(Referring expression pointing data)
· · · · ·

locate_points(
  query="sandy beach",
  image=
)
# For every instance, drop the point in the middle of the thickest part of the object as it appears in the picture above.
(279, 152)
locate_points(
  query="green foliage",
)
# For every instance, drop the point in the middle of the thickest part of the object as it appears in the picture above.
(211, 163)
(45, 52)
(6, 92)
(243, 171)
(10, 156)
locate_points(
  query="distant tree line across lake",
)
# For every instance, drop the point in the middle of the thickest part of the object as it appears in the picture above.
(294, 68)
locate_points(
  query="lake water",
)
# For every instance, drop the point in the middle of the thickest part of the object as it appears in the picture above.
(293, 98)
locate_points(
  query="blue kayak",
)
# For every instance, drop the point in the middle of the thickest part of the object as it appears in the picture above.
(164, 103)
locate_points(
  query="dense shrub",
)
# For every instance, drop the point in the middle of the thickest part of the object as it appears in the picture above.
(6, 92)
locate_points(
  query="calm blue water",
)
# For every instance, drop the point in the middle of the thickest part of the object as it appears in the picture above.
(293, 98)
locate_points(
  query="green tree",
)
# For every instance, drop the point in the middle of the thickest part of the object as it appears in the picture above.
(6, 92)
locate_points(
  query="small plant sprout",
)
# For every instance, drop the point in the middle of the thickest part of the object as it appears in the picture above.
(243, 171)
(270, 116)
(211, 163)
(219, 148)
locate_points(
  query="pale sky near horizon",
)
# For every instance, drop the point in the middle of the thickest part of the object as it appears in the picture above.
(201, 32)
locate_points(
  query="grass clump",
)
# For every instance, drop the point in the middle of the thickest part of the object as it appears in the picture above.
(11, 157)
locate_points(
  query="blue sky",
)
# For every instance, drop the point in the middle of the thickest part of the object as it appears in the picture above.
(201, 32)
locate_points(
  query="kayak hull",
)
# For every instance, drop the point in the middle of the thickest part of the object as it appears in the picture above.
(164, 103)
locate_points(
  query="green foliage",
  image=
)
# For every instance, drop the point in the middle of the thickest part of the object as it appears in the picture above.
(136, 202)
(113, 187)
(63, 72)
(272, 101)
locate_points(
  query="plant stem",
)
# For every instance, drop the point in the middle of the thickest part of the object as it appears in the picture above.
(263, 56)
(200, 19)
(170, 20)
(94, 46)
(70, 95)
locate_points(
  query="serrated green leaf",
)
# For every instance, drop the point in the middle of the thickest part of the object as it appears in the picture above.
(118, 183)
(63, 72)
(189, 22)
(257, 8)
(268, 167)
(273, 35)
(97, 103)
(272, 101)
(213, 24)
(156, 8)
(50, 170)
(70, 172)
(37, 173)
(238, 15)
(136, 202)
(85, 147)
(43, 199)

· · · · ·

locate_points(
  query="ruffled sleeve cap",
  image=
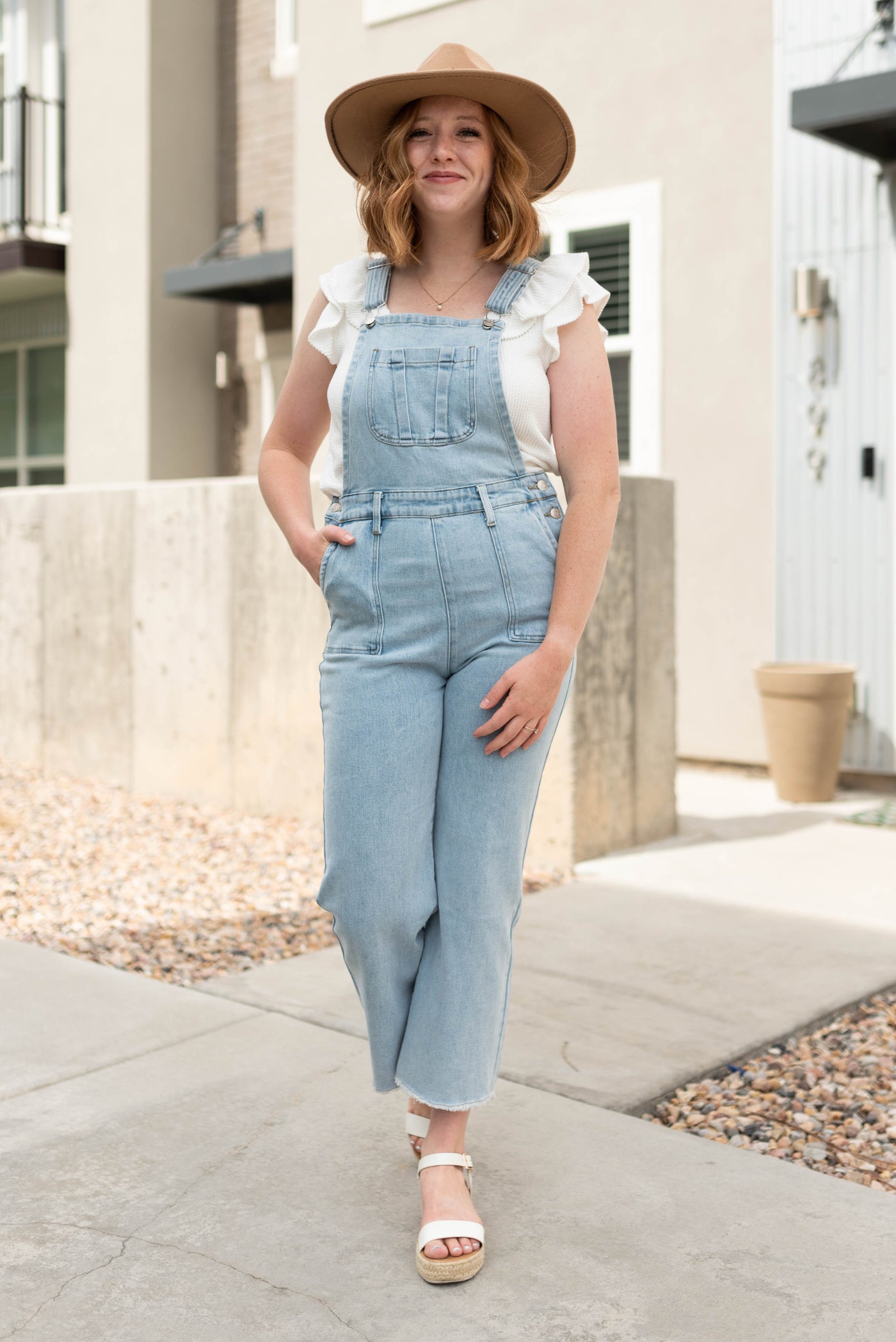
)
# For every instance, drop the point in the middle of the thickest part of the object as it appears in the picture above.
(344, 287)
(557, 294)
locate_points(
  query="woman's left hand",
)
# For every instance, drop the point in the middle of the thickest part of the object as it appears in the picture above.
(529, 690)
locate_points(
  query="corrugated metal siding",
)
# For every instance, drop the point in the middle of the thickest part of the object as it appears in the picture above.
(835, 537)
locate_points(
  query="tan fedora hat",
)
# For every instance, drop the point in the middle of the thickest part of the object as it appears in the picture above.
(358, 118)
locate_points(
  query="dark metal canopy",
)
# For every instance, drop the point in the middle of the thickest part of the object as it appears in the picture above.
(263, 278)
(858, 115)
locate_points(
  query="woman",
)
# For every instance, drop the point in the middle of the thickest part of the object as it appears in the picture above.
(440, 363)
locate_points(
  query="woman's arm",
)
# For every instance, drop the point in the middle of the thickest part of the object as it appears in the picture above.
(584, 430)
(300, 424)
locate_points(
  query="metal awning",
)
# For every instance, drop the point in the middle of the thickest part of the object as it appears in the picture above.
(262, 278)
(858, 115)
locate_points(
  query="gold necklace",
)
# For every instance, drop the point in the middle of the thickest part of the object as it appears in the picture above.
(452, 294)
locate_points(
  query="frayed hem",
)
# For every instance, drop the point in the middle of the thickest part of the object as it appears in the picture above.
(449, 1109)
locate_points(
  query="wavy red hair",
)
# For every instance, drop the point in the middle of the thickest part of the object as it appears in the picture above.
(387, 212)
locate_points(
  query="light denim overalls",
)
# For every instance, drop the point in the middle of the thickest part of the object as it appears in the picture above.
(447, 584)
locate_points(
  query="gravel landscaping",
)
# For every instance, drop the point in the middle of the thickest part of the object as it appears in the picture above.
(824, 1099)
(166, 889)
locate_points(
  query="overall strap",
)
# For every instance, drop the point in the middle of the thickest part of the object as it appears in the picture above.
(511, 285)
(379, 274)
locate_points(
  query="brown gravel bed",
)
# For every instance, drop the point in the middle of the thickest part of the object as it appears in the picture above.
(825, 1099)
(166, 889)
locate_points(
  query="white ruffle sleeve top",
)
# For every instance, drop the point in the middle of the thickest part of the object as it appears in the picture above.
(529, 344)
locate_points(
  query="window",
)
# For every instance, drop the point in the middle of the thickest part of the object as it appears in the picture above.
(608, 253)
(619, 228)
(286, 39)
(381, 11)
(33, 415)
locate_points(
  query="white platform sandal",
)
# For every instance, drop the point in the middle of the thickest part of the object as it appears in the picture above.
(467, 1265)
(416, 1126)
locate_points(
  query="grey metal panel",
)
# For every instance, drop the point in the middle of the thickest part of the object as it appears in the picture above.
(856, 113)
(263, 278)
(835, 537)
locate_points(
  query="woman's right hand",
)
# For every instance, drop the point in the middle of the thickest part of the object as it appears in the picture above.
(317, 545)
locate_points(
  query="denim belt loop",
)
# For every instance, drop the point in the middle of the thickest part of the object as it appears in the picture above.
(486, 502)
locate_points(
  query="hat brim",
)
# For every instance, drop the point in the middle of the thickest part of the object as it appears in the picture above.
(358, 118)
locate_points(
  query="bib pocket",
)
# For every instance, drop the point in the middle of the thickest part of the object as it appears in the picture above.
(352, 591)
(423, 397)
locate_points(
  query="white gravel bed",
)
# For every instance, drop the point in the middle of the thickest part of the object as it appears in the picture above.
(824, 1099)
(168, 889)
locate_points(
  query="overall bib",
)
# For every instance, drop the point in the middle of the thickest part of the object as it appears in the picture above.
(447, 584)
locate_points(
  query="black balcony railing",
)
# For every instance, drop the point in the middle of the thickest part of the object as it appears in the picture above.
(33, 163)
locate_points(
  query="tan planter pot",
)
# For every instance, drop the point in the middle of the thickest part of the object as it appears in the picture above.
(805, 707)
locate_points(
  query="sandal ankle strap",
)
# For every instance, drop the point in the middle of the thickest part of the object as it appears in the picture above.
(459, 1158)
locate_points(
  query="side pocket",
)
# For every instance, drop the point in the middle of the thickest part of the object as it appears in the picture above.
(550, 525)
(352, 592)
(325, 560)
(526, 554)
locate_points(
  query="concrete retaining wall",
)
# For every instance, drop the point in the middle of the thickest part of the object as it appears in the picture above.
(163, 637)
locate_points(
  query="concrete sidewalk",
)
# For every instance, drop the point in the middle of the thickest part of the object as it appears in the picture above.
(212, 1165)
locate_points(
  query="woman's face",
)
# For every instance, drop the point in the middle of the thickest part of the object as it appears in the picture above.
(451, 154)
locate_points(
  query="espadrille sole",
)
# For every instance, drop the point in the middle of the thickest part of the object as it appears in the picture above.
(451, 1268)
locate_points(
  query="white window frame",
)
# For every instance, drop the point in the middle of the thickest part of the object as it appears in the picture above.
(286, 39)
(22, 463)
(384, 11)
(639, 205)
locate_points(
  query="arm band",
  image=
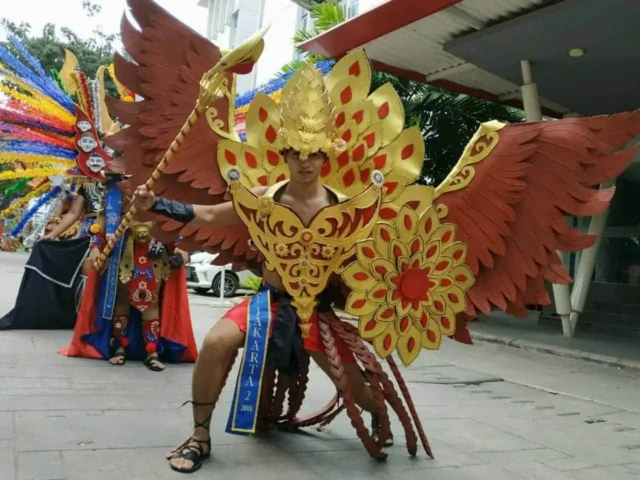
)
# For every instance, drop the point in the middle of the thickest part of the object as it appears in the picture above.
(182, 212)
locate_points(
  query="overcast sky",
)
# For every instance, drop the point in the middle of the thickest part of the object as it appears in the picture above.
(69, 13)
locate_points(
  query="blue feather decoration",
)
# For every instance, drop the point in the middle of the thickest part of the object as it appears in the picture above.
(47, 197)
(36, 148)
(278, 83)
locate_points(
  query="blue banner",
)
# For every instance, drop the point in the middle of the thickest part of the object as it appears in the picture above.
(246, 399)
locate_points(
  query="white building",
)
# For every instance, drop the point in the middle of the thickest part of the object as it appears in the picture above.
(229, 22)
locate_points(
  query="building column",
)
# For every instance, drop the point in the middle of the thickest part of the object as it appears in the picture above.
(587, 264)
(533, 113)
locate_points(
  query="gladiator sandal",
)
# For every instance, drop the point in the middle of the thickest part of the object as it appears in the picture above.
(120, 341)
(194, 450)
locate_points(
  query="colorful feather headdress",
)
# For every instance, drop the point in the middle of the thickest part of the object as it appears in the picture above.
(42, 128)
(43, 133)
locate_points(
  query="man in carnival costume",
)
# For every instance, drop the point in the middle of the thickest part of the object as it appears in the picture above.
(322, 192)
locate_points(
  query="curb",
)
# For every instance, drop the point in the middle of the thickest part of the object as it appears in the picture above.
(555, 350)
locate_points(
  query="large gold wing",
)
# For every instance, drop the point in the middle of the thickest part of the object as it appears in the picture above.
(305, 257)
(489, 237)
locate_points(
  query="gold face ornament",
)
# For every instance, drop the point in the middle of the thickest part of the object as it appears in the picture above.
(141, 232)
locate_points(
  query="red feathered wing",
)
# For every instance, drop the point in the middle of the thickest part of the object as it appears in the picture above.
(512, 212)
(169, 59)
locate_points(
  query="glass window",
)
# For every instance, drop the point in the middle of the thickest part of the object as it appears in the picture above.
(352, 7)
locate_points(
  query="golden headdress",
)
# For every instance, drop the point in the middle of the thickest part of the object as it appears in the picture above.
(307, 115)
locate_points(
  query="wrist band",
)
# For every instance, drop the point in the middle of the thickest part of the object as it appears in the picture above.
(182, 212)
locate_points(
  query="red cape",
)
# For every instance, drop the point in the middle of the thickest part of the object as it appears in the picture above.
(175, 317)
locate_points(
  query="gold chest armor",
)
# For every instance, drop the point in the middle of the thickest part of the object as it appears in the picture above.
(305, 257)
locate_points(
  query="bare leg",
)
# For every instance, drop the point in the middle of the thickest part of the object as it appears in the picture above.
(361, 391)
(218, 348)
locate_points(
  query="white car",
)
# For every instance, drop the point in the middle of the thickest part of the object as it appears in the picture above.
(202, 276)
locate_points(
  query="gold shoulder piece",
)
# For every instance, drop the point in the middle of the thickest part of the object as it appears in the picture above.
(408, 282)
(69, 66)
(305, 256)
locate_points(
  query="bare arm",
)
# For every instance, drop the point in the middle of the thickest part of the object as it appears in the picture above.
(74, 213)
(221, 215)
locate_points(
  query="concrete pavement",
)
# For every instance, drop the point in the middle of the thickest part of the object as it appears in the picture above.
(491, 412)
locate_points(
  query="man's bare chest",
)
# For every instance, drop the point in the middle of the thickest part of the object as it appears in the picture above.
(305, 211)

· · · · ·

Problem to work on: Using the entries, state how many of their lines hold "concrete"; give the number and no more.

Answer: 3